→ **Work to do**
Rewrite everything from the start of the rows through the line that contains "272L4 297L0 382L621", inclusive, as a numbered list, leaving out any blank lines.

→ **Entries**
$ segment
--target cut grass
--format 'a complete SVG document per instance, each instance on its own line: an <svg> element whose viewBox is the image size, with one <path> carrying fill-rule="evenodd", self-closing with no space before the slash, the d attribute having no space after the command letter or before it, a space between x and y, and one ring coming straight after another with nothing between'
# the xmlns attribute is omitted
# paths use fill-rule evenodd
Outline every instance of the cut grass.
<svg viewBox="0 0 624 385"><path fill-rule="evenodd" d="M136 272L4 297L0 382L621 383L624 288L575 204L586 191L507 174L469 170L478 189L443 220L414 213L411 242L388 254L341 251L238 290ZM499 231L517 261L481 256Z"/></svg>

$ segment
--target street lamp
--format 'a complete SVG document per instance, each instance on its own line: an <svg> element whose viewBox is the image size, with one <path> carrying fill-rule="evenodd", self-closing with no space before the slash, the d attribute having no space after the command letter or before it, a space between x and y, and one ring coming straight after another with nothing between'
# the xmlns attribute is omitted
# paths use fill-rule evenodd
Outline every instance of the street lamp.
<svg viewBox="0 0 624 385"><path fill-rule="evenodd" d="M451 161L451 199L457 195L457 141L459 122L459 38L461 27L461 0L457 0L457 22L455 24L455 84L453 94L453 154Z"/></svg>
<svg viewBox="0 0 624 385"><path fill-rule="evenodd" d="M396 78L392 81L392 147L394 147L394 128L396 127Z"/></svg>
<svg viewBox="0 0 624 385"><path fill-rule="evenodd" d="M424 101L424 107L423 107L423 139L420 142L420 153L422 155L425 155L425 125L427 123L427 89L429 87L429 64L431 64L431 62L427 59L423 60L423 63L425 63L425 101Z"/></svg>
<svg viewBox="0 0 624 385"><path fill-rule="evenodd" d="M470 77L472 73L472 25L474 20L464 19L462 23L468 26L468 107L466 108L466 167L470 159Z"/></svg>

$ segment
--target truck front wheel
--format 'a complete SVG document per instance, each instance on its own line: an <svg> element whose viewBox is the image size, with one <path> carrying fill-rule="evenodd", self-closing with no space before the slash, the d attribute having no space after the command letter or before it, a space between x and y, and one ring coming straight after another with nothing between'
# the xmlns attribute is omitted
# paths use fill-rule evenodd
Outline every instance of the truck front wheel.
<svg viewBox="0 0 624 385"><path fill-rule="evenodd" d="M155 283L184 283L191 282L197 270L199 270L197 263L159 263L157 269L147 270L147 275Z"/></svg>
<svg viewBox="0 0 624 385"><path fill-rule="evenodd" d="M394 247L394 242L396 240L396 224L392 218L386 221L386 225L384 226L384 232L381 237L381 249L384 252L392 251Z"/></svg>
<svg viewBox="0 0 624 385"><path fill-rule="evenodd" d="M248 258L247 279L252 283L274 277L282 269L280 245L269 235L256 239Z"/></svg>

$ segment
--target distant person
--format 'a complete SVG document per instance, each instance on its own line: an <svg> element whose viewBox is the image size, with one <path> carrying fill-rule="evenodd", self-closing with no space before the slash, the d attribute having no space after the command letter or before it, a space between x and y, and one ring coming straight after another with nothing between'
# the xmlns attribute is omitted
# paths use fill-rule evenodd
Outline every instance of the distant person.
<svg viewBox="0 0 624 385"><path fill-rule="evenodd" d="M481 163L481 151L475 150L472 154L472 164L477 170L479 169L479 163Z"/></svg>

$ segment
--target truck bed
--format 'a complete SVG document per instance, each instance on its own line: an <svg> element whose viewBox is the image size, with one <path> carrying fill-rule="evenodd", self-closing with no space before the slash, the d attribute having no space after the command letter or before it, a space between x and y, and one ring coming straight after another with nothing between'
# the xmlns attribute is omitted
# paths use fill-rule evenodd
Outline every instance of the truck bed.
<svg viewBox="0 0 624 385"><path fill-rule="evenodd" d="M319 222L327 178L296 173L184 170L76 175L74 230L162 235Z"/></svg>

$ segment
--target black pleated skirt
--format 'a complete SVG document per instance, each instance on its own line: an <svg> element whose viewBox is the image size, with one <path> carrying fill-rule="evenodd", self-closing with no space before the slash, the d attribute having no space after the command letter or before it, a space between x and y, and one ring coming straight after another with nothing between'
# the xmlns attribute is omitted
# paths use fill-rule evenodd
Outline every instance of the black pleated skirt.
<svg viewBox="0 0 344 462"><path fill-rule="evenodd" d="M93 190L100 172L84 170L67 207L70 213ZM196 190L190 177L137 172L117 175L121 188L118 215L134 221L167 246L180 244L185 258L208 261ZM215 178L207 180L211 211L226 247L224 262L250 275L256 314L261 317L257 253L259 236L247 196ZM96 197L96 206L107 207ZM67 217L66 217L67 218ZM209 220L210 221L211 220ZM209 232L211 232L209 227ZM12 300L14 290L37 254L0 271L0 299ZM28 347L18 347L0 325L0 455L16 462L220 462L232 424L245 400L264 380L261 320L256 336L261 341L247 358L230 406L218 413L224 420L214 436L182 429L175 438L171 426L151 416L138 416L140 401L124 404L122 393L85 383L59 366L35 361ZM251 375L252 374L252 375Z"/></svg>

→ **Result below**
1. $ segment
2. --target cut grass
3. --format 'a complete SVG document per instance, each instance on its own line: an <svg> element whose viewBox is the image size, with one <path> carrying fill-rule="evenodd", self-closing with no space before the slash, the d attribute having no space after the command letter or before it, a space between x and y, and one ring coming straight after another with nothing between'
4. # the xmlns attribute is omitted
5. # paths use fill-rule evenodd
6. Outline every instance of the cut grass.
7. <svg viewBox="0 0 624 385"><path fill-rule="evenodd" d="M136 272L4 297L0 382L621 383L624 288L575 204L586 191L507 174L469 170L478 189L443 220L414 213L411 242L388 254L341 251L238 290ZM499 231L517 261L481 256Z"/></svg>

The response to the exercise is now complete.